▸ **EXERCÍCIO PROPOSTO 1**
Encontre na listagem todas as linhas que contêm a palavra "parking" e copie cada uma delas.

▸ **TRECHO DO TEXTO**
· · ·

Texto: Daniela Maciel,  Jornalista e Historiadora

Não sou uma pessoa exatamente religiosa, mas criada dentro da fé Católica, desde sempre me encantou a liturgia. As procissões, as encenações, as músicas e os ritos sempre me chamaram a atenção. E o ponto alto disso tudo é, claro, a Semana Santa. Da chegada de Jesus à Jerusalém, no Domingos de Ramos, até a Ressurreição, no Domingo de Páscoa, existe uma semana em que uma ópera é encenada por dia, formando um dos maiores, mais emocionantes e mais importantes textos da história da humanidade.

As encenações litúrgicas foram a primeira forma de comunicação e colonização usada por Portugal na invasão das terras do que viria ser, apenas no século XIX, o Brasil, através da Igreja Católica, especialmente da Companhia de Jesus.

Os jesuítas, além de “soldados de Cristo”, eram grandes educadores. (Claro, à luz do que era considerado educação naquela época. Na verdade, ainda hoje são grandes educadores, de acordo com os nossos parâmetros). E foi o teatro a primeira forma de passar as histórias cristãs para os índios e toda sorte de homens pobres e marginalizados que por aqui eram desterrados, obviamente analfabetos todos, e, boa parte, sequer, falante da língua portuguesa. Talvez isso ajude a explicar, um pouco, do nosso fascínio e facilidade com as linguagens do audiovisual em detrimento da escrita e da leitura.

Mas calma, amigos, esse não é um tratado de História e muito menos de Sociologia, sobre a qual não tenho o menor domínio. É só uma reunião de dicas, de lugares onde estive e que, em algum momento, fizeram meus olhos marejarem ao longo das cerimônias, nas conversas com a sua gente, ou no simples contemplar das suas paisagens arquitetônicas e/ou naturais. Devo confessar, já que a época é de penitência, que não foram raras essas vezes.

Esses lugares, vocês já devem ter intuído, são cidades mineiras em que a tradição resiste e marca singularmente a identidade do povo. O Barroco praticado em Minas Gerais é o cenário que melhor abriga tais cerimônias, já que cada centímetro de parede ou teto das igrejas dos séculos XVII e XVIII é catequizador. Educam para a fé e lembram a cada cristão o seu lugar nos planos de Deus.

Igreja de São Francisco – São João Del Rei – Quinta feira Santa à noite, preparando a cidade para a Procissão da Sexta-feira da Paixão

No Arraial Novo do Ribeirão do Carmo a religiosidade transborda pelas ruas. Talvez tenha sido lá o sermão do Descendimento da Cruz mais bonito que já ouvi. A multidão que lotava a rua bastante íngreme acompanhava a encenação da Morte de Cristo realizada no adro da Igreja de Nossa Senhora das Mercês. Estávamos na altura do Pelourinho. É bastante longe, mas é possível acompanhar cada gesto e ouvir cada palavra. A procissão que se segue serpenteia pelas ruas históricas, passando em frente às principais igrejas da cidade, inclusive da minha preferida – a Matriz de Nossa Senhora do Carmo -, terminando na esplêndida Igreja de São Francisco de Assis.

· · ·

[Dados armazenados]
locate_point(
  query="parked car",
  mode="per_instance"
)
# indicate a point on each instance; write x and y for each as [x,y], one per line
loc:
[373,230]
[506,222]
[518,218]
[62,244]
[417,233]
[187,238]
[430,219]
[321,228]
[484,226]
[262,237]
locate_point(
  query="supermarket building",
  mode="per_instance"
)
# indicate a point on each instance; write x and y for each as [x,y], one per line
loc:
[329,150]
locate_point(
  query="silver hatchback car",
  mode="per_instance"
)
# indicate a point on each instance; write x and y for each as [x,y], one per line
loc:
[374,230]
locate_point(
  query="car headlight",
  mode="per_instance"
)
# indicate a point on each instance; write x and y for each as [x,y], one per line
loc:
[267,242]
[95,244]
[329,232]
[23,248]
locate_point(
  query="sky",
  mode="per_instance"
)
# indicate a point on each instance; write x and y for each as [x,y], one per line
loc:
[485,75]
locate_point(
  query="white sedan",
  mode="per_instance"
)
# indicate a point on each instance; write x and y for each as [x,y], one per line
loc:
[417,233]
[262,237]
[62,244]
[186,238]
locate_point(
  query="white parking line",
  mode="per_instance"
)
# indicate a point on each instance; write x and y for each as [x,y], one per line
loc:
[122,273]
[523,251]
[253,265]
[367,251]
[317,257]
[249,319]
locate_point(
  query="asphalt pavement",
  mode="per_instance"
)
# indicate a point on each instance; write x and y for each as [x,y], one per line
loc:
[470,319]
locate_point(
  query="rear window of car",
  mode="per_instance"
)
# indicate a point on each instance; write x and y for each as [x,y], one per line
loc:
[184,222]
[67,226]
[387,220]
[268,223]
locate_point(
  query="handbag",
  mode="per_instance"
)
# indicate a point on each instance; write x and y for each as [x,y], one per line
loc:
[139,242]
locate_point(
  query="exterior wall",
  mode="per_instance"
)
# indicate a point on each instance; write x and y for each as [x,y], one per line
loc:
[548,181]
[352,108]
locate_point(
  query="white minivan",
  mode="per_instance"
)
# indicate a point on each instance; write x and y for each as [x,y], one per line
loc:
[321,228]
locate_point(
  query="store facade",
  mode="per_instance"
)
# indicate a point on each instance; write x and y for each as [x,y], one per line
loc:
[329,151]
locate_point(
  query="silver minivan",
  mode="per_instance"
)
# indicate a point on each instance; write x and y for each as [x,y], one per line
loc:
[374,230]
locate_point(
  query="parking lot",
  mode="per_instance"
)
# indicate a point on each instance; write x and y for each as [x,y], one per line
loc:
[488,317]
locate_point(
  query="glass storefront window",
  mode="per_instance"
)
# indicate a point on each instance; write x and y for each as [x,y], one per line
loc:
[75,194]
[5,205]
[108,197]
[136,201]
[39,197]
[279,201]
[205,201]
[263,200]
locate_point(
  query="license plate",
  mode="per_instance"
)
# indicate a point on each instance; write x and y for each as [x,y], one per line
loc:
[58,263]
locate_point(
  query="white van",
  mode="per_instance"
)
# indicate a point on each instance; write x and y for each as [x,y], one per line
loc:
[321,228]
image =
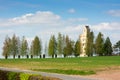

· · ·

▸ **EXERCÍCIO PROPOSTO 2**
Responda às perguntas abaixo com base no texto sobre a Semana Santa.
(a) Qual instituição da Igreja Católica o texto destaca especialmente no uso das encenações litúrgicas?
(b) Em que local foi realizada a encenação da Morte de Cristo?
(c) Em qual igreja termina a procissão?

▸ **RESPOSTA DO EXERCÍCIO 1**
  query="white parking line",
  query="parking lot",

▸ **RESPOSTA DO EXERCÍCIO 2**
(a) A Companhia de Jesus.
(b) No adro da Igreja de Nossa Senhora das Mercês.
(c) Na Igreja de São Francisco de Assis.